Go through the data from its first line and retype each line, stopping once the line containing "Where can you find the white" has been retyped.
(Data Opens)
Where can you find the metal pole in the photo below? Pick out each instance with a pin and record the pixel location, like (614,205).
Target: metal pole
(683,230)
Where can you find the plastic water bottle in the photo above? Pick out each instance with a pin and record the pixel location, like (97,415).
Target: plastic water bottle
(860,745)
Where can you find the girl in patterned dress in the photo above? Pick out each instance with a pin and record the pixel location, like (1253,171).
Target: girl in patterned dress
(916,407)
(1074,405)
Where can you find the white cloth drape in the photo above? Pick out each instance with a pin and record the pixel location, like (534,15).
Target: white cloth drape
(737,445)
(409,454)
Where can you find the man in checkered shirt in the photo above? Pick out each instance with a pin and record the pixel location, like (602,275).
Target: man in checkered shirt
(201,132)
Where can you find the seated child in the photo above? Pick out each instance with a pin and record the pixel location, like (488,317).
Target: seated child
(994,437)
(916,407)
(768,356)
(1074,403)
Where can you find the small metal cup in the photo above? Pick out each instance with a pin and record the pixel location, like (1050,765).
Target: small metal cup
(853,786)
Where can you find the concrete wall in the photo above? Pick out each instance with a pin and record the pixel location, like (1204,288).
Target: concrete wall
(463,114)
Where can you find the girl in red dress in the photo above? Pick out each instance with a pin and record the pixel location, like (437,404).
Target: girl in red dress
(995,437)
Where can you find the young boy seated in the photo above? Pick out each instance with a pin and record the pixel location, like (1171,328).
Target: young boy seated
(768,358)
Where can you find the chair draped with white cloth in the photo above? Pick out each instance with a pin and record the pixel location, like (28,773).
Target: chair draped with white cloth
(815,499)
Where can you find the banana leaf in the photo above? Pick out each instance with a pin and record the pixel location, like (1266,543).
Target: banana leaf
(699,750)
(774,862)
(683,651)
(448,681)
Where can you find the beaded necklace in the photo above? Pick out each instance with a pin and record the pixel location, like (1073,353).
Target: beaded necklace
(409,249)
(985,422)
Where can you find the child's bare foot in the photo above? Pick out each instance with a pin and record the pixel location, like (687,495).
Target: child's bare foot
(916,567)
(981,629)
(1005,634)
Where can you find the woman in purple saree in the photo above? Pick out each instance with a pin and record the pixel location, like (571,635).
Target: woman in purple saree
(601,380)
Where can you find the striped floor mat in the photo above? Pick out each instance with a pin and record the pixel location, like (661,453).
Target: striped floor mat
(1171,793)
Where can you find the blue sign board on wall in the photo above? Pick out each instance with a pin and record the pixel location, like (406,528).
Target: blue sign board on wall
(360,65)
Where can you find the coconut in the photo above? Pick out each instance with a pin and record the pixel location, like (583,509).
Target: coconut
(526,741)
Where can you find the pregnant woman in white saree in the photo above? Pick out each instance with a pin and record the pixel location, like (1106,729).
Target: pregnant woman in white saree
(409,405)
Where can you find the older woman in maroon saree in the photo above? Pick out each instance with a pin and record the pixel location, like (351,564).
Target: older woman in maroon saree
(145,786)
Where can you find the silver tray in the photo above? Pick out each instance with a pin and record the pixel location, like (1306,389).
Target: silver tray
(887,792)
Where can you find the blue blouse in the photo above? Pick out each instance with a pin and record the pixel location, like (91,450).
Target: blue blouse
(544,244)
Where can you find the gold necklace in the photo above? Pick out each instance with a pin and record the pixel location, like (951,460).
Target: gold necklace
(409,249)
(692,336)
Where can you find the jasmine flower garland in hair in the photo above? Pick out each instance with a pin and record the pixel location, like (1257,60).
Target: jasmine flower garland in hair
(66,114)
(Data Closes)
## Result below
Where can you find the metal pole in the photo below? Pick out each instance with a pin and record the pixel location, like (614,205).
Target: metal pole
(683,230)
Where can you find the plastic water bottle in the photo above? Pick out each instance with a pin and record the pixel location, like (97,415).
Target: plastic water bottle
(860,745)
Where can you find the girl in patterned dress in the photo above? Pick out each instance with a pin and record the pixel location, like (1253,171).
Target: girl in patterned dress
(916,407)
(1074,405)
Where can you find the white cloth drape in the photo above? Pick out each instance with a pin and record the pixel location, like (534,15).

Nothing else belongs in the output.